> **WHAT IS BEING ASKED**: Copy out all lines of the records in which the word "player" appears.

Saved entries:
********************
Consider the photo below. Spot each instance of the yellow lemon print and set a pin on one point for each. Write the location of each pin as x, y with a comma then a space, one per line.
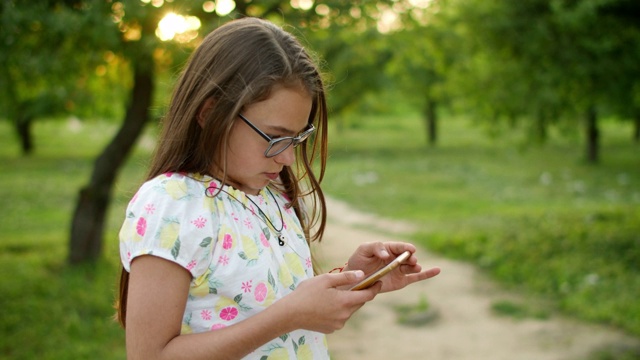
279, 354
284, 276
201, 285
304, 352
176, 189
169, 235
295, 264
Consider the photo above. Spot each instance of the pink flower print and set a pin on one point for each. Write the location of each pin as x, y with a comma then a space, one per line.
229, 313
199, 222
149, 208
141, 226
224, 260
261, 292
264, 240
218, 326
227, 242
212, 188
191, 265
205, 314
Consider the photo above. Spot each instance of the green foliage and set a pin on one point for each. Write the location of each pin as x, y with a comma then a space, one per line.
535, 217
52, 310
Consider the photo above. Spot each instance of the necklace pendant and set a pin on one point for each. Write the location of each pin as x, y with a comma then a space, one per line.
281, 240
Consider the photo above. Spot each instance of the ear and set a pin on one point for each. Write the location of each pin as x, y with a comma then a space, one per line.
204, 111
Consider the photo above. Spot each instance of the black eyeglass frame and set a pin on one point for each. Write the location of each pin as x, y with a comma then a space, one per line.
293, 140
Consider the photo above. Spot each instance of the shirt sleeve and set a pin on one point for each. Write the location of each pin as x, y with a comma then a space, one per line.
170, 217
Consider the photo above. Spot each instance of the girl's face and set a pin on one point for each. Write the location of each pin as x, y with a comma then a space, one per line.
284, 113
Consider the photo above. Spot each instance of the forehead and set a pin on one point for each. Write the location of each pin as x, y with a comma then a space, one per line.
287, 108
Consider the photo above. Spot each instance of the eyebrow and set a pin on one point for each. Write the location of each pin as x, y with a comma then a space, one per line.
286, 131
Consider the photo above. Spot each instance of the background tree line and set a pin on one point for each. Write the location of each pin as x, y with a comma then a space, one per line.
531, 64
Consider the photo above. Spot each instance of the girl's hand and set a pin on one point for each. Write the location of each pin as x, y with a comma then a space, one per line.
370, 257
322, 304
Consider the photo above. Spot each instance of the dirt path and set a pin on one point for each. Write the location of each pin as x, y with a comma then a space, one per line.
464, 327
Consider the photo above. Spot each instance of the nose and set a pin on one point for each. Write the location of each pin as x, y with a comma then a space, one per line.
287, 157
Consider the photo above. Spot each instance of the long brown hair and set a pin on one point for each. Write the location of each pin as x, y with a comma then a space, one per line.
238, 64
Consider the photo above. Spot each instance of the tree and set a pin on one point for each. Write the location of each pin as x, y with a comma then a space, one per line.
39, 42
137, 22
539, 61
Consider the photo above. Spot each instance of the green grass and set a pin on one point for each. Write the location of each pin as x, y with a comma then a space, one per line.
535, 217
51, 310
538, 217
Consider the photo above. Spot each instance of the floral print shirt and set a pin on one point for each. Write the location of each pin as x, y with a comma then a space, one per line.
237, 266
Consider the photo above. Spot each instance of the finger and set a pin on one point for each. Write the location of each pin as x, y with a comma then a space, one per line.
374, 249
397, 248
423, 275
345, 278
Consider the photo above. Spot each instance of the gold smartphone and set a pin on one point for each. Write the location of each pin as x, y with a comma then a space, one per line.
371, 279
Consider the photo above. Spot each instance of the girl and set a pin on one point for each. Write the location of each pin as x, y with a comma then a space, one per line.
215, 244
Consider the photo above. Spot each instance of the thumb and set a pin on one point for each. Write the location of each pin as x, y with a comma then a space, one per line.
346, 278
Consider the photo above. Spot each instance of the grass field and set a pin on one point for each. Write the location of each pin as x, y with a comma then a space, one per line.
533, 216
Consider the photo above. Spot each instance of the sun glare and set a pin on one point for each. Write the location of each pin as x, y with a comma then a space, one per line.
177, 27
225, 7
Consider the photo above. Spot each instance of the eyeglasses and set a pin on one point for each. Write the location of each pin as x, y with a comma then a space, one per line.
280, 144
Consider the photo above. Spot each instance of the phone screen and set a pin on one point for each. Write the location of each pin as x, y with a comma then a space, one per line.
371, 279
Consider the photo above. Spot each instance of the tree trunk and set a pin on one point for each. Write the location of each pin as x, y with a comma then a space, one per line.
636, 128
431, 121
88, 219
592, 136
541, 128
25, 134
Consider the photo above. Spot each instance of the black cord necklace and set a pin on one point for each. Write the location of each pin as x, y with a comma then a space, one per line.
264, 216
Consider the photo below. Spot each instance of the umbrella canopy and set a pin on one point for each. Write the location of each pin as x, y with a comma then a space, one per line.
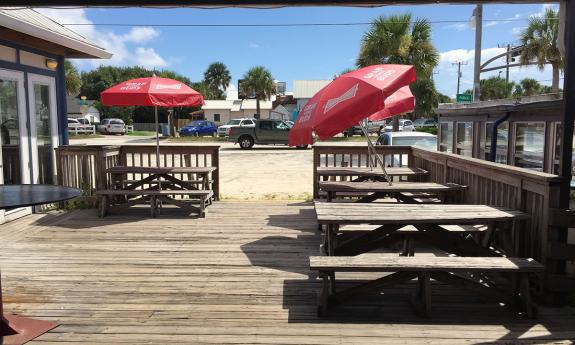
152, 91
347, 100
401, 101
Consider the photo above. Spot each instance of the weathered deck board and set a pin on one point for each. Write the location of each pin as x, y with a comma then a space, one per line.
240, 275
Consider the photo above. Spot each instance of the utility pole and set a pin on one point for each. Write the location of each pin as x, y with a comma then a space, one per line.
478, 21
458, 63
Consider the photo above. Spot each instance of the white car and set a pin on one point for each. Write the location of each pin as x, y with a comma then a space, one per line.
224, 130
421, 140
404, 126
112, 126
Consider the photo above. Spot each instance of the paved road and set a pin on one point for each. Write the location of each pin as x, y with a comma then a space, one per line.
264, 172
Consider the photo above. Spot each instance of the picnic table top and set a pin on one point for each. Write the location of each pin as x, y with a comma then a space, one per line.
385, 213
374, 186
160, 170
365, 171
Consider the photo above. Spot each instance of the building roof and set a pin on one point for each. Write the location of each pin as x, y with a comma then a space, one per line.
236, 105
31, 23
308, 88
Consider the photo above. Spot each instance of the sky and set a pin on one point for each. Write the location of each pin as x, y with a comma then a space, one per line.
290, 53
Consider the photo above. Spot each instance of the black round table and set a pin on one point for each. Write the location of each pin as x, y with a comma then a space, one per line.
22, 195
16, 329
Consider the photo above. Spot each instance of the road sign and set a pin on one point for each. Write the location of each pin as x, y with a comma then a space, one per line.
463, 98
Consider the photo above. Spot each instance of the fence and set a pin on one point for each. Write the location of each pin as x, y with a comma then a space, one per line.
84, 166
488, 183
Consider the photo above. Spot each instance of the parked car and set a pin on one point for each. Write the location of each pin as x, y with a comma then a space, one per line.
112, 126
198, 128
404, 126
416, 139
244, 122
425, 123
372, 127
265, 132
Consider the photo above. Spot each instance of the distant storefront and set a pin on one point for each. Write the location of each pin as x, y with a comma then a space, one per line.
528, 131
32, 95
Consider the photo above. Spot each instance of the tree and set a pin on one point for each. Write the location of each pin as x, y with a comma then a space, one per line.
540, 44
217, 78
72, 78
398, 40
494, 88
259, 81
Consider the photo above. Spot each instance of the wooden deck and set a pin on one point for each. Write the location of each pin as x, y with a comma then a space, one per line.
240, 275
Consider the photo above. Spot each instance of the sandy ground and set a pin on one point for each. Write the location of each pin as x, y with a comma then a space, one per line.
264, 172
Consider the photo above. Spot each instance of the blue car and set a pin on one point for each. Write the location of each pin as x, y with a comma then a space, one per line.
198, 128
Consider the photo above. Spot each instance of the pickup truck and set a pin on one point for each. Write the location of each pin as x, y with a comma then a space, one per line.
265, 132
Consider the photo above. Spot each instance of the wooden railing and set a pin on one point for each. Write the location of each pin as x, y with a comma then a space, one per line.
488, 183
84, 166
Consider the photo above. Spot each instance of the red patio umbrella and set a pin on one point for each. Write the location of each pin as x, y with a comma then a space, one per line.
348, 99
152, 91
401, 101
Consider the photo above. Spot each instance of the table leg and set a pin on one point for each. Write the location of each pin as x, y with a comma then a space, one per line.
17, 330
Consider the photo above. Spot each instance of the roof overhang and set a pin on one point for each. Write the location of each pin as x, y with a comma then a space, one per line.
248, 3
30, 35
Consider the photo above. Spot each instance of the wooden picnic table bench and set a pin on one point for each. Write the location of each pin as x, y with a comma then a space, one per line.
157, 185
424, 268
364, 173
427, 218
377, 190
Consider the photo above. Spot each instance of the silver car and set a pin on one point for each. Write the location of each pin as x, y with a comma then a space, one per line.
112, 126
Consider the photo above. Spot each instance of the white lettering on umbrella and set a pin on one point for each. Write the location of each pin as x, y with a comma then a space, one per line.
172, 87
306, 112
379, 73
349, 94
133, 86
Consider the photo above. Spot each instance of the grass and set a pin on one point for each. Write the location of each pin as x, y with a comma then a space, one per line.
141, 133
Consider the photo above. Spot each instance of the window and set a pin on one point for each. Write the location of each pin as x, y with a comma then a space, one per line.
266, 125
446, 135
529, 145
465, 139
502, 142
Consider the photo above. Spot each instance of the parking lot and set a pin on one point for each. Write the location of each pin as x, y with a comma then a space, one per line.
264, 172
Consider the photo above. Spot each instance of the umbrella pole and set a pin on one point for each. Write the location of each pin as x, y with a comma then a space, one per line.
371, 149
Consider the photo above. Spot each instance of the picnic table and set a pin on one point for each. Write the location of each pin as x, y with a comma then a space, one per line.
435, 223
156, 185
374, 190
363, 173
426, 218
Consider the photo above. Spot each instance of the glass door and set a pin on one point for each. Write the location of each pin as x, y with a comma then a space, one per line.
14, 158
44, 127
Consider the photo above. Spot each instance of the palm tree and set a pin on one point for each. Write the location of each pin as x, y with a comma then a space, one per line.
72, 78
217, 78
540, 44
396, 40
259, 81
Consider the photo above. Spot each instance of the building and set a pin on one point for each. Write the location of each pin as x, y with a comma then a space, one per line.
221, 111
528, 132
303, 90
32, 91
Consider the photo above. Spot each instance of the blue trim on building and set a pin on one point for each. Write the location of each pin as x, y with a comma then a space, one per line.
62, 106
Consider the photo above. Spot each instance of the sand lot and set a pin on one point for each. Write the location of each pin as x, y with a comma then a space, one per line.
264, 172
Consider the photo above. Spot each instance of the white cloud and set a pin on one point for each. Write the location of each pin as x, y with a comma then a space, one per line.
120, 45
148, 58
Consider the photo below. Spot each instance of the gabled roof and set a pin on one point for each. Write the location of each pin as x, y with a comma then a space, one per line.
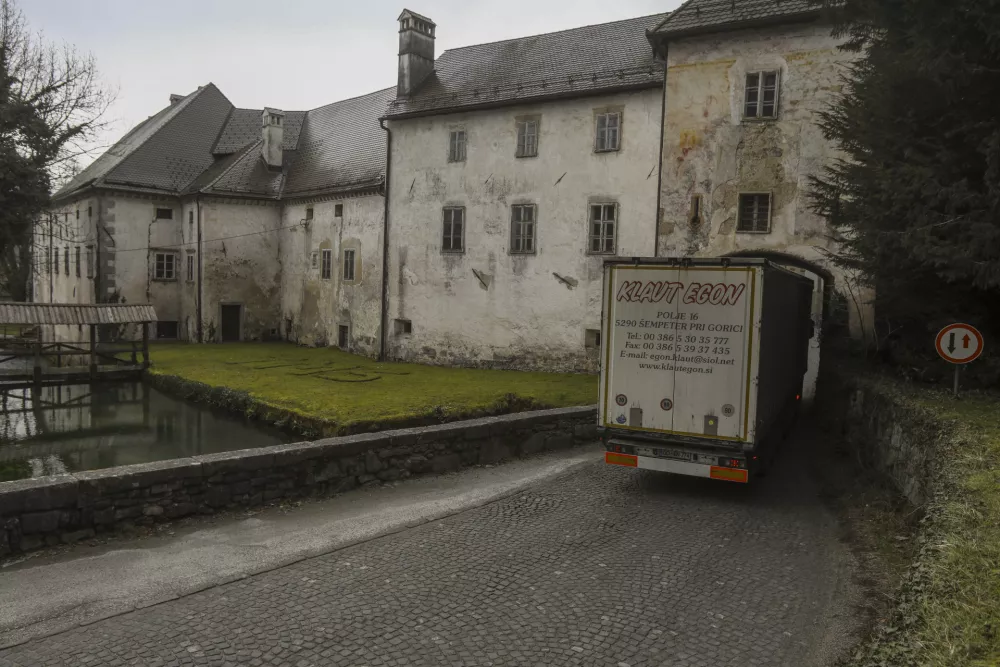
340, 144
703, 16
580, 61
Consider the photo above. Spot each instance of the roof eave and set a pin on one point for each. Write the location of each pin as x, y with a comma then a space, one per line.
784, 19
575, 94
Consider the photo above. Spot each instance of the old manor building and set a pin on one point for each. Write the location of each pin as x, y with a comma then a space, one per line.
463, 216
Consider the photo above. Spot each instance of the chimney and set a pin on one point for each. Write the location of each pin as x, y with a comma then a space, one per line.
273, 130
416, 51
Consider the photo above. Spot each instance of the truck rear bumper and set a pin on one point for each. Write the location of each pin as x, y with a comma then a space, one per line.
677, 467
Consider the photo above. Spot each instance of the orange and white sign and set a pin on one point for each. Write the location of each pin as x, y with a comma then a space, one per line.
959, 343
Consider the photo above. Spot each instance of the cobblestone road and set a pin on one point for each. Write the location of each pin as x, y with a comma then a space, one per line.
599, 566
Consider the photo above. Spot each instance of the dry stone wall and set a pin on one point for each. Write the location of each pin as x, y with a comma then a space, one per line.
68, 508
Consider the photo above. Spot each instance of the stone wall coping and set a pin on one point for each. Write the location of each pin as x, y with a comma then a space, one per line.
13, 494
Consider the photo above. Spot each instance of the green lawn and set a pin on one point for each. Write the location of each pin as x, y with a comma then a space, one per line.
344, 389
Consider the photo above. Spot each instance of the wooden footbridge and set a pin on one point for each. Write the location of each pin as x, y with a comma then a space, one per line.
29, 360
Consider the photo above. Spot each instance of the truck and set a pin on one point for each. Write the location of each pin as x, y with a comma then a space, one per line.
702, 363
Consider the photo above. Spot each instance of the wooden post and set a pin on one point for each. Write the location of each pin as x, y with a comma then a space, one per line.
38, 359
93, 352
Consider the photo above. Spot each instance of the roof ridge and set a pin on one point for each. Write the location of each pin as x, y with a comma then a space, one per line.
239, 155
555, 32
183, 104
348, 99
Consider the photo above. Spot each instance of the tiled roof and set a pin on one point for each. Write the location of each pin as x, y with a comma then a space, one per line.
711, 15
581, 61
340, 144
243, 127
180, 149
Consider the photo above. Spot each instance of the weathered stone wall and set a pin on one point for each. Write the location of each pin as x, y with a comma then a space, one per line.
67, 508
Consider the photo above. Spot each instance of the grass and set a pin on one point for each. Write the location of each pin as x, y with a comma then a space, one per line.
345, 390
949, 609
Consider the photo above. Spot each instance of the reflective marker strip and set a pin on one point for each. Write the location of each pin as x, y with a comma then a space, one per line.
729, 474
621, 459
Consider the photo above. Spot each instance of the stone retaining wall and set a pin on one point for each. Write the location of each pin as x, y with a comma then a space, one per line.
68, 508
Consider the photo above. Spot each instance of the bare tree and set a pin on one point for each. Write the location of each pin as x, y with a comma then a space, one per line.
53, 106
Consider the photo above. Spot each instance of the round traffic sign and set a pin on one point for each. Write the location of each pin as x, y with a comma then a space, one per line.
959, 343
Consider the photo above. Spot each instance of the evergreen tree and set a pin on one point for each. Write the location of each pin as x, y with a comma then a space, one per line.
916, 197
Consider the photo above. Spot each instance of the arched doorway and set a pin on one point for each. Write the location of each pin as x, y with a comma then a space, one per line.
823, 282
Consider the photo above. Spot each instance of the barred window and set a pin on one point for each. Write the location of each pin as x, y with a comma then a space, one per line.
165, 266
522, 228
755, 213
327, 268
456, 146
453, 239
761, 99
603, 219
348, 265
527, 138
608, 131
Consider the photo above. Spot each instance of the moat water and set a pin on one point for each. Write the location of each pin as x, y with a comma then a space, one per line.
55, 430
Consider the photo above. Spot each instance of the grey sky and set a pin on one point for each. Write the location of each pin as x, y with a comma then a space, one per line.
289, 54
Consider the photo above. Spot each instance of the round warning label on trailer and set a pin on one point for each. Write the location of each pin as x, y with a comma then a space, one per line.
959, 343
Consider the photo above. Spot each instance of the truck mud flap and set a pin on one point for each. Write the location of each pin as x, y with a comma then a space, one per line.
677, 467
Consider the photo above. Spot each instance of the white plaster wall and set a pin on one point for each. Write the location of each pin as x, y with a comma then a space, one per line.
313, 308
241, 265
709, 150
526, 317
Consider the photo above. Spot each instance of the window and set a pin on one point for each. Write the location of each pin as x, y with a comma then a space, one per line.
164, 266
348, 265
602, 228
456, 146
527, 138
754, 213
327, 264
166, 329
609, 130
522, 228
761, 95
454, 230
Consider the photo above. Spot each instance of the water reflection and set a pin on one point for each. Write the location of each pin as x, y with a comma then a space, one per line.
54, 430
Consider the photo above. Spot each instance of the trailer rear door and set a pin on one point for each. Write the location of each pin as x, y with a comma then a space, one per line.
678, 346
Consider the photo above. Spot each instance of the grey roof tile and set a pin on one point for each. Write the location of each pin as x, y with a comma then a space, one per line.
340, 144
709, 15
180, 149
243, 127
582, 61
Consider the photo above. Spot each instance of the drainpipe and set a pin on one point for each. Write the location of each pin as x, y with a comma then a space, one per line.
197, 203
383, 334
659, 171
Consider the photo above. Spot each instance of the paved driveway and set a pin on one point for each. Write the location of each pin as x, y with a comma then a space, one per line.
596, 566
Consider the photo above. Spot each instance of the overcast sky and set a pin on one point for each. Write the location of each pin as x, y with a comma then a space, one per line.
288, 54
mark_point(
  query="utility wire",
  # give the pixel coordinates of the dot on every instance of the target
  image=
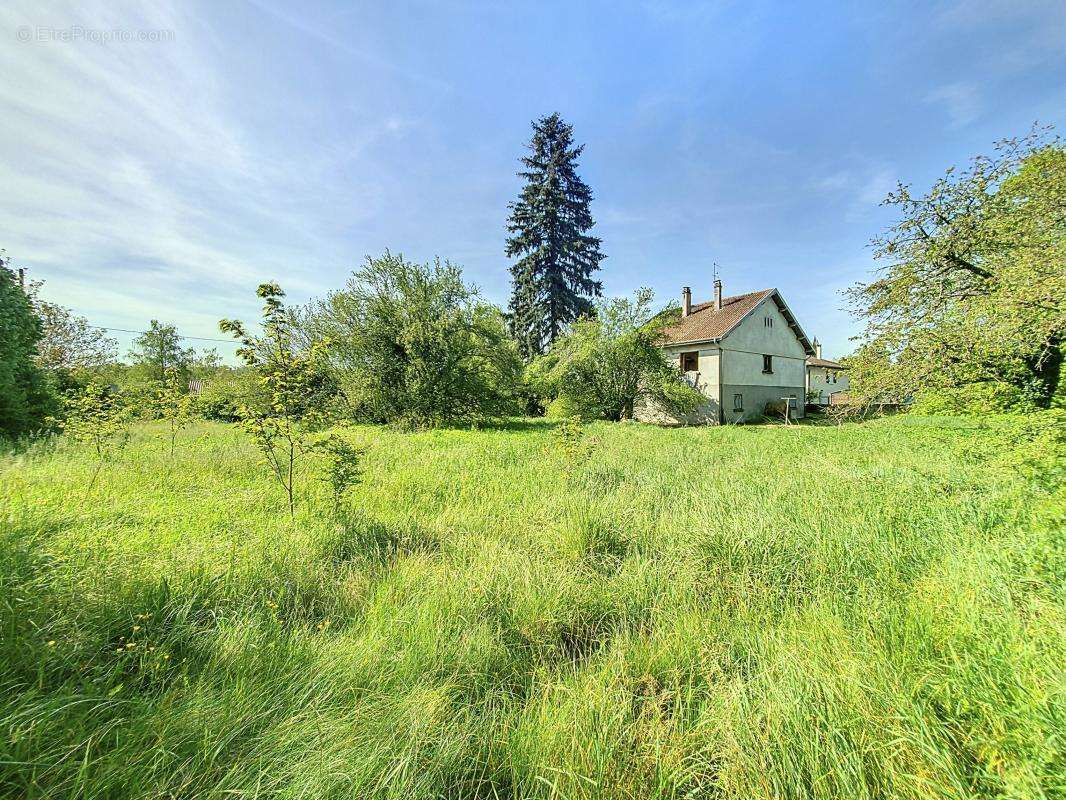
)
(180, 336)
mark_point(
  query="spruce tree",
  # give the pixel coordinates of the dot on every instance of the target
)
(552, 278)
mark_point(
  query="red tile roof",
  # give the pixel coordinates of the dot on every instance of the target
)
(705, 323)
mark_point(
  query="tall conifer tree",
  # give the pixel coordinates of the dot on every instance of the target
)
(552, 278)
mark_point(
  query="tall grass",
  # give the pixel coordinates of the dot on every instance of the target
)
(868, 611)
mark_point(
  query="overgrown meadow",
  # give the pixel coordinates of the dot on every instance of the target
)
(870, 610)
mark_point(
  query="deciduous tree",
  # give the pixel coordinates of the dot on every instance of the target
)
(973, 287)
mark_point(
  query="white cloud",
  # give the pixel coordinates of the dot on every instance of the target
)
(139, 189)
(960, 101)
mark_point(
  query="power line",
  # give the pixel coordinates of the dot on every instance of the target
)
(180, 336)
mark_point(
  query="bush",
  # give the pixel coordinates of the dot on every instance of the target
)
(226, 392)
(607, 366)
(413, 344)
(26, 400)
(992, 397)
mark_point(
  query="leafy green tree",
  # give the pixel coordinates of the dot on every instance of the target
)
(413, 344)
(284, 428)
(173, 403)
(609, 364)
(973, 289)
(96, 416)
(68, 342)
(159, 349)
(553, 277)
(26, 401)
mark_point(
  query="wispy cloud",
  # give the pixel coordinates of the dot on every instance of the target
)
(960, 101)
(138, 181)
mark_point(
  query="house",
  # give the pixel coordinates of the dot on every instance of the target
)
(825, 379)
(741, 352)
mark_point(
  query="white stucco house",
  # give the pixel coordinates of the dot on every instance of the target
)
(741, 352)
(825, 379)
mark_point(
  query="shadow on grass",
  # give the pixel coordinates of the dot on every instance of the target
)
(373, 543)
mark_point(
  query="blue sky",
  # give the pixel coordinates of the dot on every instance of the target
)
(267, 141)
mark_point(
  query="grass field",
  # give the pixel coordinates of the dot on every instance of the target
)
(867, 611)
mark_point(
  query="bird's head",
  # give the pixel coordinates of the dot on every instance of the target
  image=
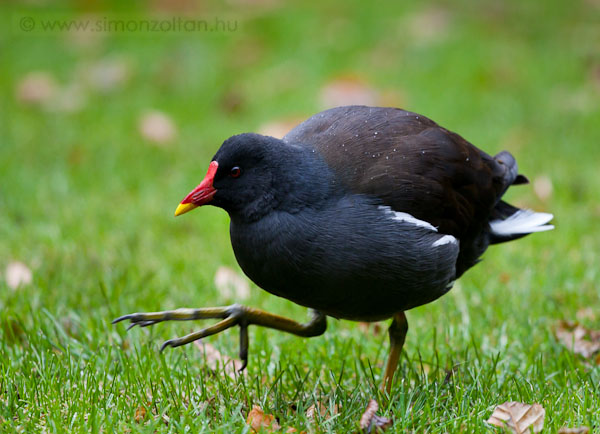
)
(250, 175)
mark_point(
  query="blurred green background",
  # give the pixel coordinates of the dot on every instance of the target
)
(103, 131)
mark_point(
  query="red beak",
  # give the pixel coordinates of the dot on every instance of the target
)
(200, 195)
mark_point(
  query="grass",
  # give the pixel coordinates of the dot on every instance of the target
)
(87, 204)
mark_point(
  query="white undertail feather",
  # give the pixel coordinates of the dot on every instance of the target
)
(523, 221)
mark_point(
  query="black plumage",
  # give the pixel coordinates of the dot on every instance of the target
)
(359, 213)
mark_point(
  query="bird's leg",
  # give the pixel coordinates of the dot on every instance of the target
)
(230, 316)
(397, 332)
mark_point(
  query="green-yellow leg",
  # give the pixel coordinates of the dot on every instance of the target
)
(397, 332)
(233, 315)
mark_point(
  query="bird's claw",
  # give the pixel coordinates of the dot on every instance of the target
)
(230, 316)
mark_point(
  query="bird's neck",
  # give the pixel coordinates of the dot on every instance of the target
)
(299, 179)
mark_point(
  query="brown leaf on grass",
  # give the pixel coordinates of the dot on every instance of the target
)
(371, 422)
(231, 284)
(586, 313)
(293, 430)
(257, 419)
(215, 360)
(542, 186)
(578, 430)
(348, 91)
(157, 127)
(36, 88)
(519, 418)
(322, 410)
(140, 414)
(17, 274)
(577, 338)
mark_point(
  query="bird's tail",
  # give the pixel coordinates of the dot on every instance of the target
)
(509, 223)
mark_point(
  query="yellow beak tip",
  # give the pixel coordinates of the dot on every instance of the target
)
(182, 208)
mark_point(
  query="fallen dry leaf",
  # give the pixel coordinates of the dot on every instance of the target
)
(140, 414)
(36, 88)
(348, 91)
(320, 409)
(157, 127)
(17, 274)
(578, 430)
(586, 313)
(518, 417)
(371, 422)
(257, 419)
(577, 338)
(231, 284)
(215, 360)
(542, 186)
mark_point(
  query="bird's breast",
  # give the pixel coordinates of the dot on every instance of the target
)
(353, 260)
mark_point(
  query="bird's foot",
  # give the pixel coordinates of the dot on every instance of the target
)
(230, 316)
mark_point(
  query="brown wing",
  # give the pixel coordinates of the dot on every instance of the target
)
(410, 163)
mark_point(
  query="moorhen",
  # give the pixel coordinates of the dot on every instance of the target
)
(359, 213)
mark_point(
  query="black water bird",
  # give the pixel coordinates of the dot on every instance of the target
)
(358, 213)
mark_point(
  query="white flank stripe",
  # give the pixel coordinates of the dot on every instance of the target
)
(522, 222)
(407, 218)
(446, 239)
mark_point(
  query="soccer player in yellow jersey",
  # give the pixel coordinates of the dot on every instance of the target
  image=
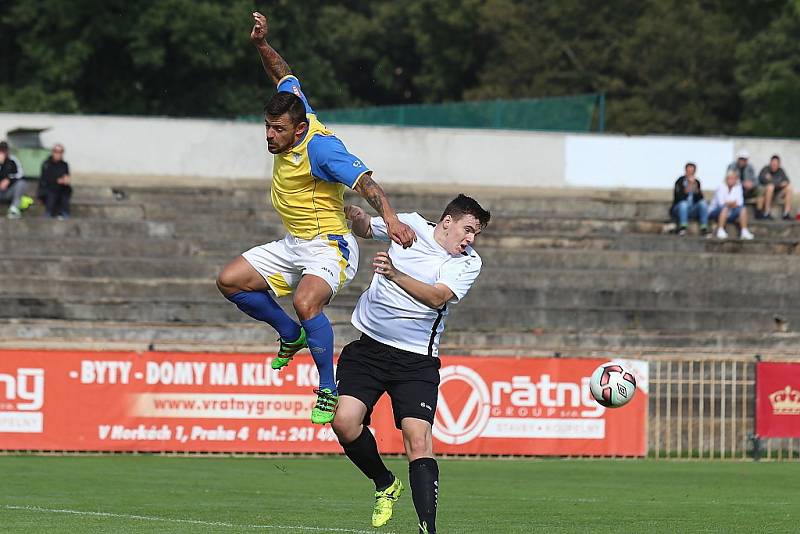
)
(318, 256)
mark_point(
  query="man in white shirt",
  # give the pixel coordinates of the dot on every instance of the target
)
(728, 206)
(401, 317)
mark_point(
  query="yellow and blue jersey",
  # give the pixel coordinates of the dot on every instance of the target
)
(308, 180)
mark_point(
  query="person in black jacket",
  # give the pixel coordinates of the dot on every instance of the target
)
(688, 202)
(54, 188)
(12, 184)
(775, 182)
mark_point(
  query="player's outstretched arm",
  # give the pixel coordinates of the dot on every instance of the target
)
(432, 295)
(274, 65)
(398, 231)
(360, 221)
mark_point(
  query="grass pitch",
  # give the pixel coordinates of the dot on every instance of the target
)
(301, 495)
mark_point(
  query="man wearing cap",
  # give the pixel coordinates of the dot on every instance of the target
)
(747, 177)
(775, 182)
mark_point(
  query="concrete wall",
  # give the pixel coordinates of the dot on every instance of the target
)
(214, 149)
********************
> **RESPONSE BELOW**:
  query="soccer player in yellow jersey",
  query="player's outstretched arm",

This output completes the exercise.